:: Selected excerpt
The drug agency says opioid painkillers cause more overdose deaths than cocaine and heroin combined. And nearly one in 10 high school seniors admit to abusing powerful prescription painkillers.

Yet many Americans don't see the hazard for what it is. Forty percent of teens and an almost equal number of their parents think abusing prescription painkillers is safer than abusing "street" drugs, the DEA says.

In Paulozzi's study, the sharpest increase in overdose deaths were those involving anti-anxiety and anti-depressive medicines, up 84 percent between 1999 and 2004.

But the category responsible for the most deaths was narcotic painkillers, legal and illegal. That category increased 55 percent. The DEA says hydrocodone is the most commonly diverted and abused controlled pharmaceutical in the U.S.

Abusers acquire the drugs by "doctor shopping," from illicit Internet pharmacies, by theft from stores, friends and family, or from drug dealers.

Both painkillers and the psychotherapeutic medicines can act to depress brain activity, suppress heart rate and respiration. In large enough doses, or in combination with alcohol or other drugs, they kill.

Certain drug interactions can do the same, or damage vital organs such as the liver or kidneys.

Paulozzi found that poisoning deaths - 95 percent of them due to drugs - are now the second-most-common cause of unintentional injury in the U.S., after motor vehicle accidents.

The death toll has climbed in tandem with an increased number of legitimate prescriptions being written for these drugs, he said.

"There has been a dramatic increase across the country in the use of painkillers to address pain," Paulozzi said. "And along with that there has been substantial abuse."

People with prescription drugs in their cabinets can get into trouble even without intentionally abusing their medications, Coop said.

"With modern pharmaceuticals there are numerous drug-drug interactions that can and do occur," he said. These incompatibilities are well-studied, and physicians and pharmacists can help protect people from them, but only if they're aware of everything the patient is taking.

Most pharmacies can tap into computer databases to flag potentially harmful drug interactions. And pharmacists are trained to ask patients what other medicines they're taking.

"They try and dig a little deeper and advise customers of potential dangers," said Jamie Miller, spokesman for Giant Food supermarkets, with 165 pharmacies in Maryland, Virginia, Washington and Delaware.
::::
# [Questions on the material]
• A. Translate this sentence from the article on prescription drug overdoses into Spanish: "Most pharmacies can tap into computer databases to flag potentially harmful drug interactions."
• B. Pick up the article on prescription drug overdoses after its final sentence and carry it forward.
:: Supplied data
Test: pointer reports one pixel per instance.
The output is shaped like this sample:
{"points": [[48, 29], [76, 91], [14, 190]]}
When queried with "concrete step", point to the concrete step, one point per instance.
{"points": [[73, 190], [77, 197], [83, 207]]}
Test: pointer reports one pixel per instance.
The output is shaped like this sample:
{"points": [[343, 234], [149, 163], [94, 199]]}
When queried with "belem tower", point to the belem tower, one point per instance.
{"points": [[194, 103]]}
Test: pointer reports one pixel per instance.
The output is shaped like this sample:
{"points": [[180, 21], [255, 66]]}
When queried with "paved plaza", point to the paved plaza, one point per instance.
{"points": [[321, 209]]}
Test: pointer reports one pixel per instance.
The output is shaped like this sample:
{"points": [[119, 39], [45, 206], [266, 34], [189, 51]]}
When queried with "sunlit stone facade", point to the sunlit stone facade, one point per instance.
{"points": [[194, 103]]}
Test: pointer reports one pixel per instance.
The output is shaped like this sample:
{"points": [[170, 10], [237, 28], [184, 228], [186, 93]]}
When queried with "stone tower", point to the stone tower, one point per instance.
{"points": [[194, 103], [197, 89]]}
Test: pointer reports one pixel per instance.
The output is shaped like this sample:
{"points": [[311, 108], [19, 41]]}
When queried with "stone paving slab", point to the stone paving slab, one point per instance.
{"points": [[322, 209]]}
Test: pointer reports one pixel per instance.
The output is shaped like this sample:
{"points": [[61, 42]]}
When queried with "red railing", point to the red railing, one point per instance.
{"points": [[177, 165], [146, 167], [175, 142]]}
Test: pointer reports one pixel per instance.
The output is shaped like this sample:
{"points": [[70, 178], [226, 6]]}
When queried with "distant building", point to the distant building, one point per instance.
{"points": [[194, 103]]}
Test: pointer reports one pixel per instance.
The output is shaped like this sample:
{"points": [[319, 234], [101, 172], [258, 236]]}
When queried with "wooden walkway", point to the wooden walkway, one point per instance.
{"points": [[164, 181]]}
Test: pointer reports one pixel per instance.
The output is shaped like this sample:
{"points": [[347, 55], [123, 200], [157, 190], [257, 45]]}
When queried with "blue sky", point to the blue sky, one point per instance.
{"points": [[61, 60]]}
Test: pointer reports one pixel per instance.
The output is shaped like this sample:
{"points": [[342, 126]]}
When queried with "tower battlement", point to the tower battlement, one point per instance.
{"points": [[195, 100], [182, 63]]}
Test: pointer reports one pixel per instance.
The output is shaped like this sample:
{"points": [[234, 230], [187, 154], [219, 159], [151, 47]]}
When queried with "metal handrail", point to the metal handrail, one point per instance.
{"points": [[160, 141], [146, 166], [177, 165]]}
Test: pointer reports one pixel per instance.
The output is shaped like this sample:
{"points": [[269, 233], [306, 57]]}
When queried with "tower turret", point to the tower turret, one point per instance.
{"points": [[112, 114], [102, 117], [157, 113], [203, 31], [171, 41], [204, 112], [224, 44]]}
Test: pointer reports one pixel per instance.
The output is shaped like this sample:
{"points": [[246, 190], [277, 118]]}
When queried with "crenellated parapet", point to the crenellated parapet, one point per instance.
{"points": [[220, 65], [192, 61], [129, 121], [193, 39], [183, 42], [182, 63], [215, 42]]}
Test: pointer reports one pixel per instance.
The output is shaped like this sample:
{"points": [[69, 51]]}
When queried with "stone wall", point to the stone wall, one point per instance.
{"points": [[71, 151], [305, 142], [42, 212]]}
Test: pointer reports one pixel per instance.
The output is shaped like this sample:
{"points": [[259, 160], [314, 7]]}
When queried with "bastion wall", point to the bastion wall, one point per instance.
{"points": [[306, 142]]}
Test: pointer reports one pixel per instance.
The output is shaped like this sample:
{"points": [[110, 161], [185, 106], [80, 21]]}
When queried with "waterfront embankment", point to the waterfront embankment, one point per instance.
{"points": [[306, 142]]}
::::
# [Set of answers]
• A. La mayoría de las farmacias pueden acceder a bases de datos informáticas para detectar interacciones medicamentosas potencialmente dañinas.

• B.
People who resume taking leftover medications without telling their doctor, for instance, may suffer a drug interaction with a new prescription, Coop said. Old drugs may also deteriorate.

"When taking a combination of drugs, it's essential to consult either your physician or your pharmacist," Coop said.

He also warned against importing drugs. "There's obviously a problem with counterfeit drugs," Coop said. "But if even if the drugs are legit, you don't know whether there will be drug-drug interactions with drugs you are currently taking."

Giving a child drugs prescribed for an adult is also risky. "Many of these drugs, their safety and efficacy isn't known in children," Coop said. "The way a drug biologically affects a child can be very different from the way it affects an adult. You need to talk to your pharmacist."

Alcohol, too, can have unexpected interactions with medicines.

"It can be a huge factor," Coop said. "Alcohol should not be taken with the benzodiazepines. That would increase the sedative properties ... [with] potentially dangerous effects."

Ditto for prescription painkillers. "You should not take alcohol with any medication," Coop said. "It's difficult, I know. But you can significantly impair ... the efficacy of the drug, or put yourself in danger of unintended consequences."

Over-the-counter medicines and certain foods can cause dangerous interactions with prescription drugs.

Antacids, for example, can have adverse interactions with oral asthma drugs or blood thinners, according to the Food and Drug Administration. Anti-nausea medicines, sleep aids, cough medicines and antihistamines can interact badly with prescription sedatives and tranquilizers.